De la misma forma que se ha puesto de moda entre los filósofos de nuestro tiempo declarar que la filosofía no sirve para nada, con lo que, más que cualquier otra cosa, estarían reconociendo que los que no sirven para nada son ellos mismos, también entre los escritores de cualquier género resulta al parecer de buen tono proclamar que escriben única y exclusivamente para sus coetáneos, puesto que creer en la posteridad es una de las cosas más tontas en las que se puede creer. Y así nos va. La incredulidad en la posteridad es una suerte de ateísmo que sólo se pueden permitir quienes, en el fondo, recelan de ellos mismos. No creo que haya habido un solo gran autor, incluso aunque su obra haya quedado inédita, que no haya escrito para la posteridad, que es como decir para alcanzar la fama y el reconocimiento universal en la memoria de los siglos.

Por el contrario, un autor que se atreve a confesar que sólo escribe para sus coetáneos, no sólo está admitiendo con ello que rebaja sus escritos a la altura de los dictados estéticos, sean estos los que quieran ser, que le marque un presunto público, sino que, de alguna forma, ha aceptado también la obligación de tener que relacionarse con él. ¿Y hay algo más pesado y extemporáneo, podríamos preguntar, que los propios coetáneos? Es verdad que los hipotéticos lectores del futuro serán aproximadamente tan insufribles como los actuales, puesto que tal es, por definición, la condición de todo lector independientemente de la época en que viva, pero frente a ello podríamos proclamar con Epicuro: cuando la posteridad esté, si es que llega a estar algún día, ya no estaré yo, mientras ahora que estoy yo, la única posteridad que conozco es la de mis nalgas.

No obstante, peor que el escritor que escribe para el presente es, en mi opinión, el que lo hace para la posteridad como si ésta existiera realmente, aquel que, con conmovedora ingenuidad (o, a menudo, incluso sin ella), cree que lo que está escribiendo está destinado a ser recogido indefectiblemente en el riguroso catálogo de obras selectas que depuran los siglos. De hecho, no sólo escribe creyendo en dicha posibilidad, sino, única y exclusivamente, en virtud de ella. Podemos identificar a este tipo de escritores porque vayan donde vayan parece ir arrastrando siempre su propia estatua de de mármol. Evitemos aquí poner nombres. Si el escritor esclavo de sus coetáneos suele caracterizarse por un estilo inane y estereotipado que se integra perfectamente con el resto de los productos de cualquier supermercado, el que sólo piensa en el futuro tiene tendencia a segregar una prosa almidonada y rimbombante que no es sino el reflejo de sus sueños de mármol («sólo les falta cagar mármol», dice el maravilloso Mozart de Milos Forman refiriéndose a los personajes de Salieri).

| CONSIGNA A |
¿Con qué compara el texto sobre la posteridad la incredulidad en la posteridad?
| CONSIGNA B |
Reanude el texto sobre la posteridad a partir de su última oración.

| MATERIAL DE ORIGEN |
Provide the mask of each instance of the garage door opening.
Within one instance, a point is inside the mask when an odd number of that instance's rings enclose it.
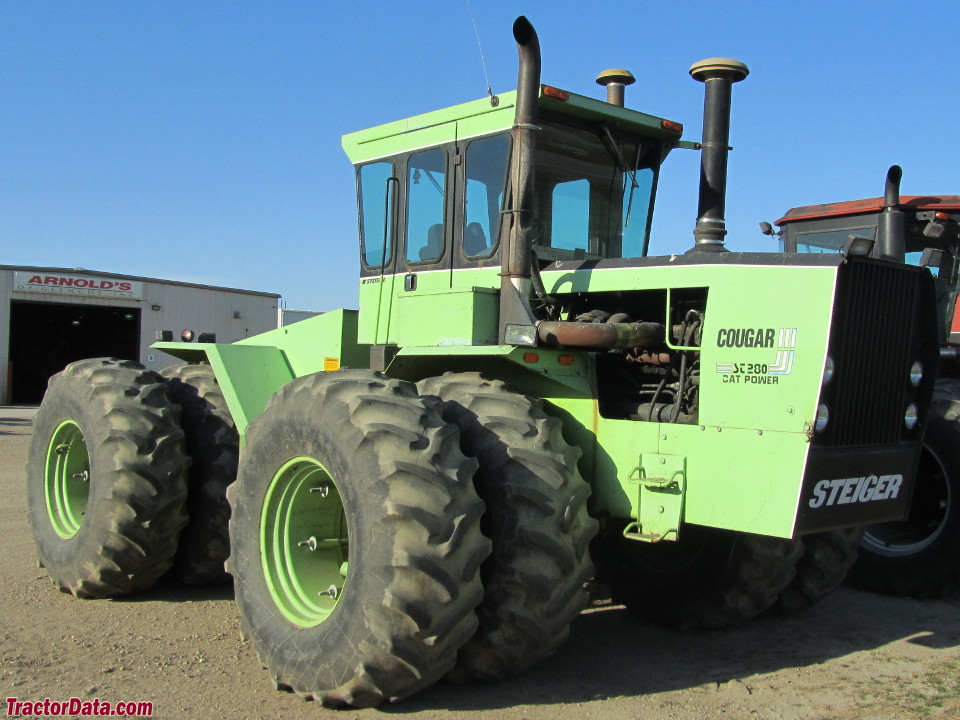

| RESPUESTA FINAL A |
Con una suerte de ateísmo.

| RESPUESTA FINAL B |
Ahora bien, podríamos preguntarnos, ¿a qué tipo de escritores está destinada esa posteridad tan anhelada por quienes sueñan con ella? Es obvio que no podemos saberlo, pero sean lo que sean, tendremos que concluir que estará finalmente compuesta por el juicio de los lectores de un determinado tiempo, toda vez que, aunque la posteridad, por definición, sea una instancia que nos remite al porvenir, ha de concretarse indefectiblemente siempre en un presente efectivo, con lo que llegaríamos justamente al mismo lugar del que queríamos huir, es decir, al primado, no por circunstancial menos despótico, de uno u otro tipo de público. Si esto es así, tú, querido lector, no serías ahora sino uno de los infinitesimales representantes de las posteridad que esperaron los escritores del pasado, por más no te parezcas en nada a lo que ellos imaginaron, del mismo modo que los lectores del tiempo de aquellos tampoco se asemejaron a la imagen de la posteridad que concebían los que los antecedieron.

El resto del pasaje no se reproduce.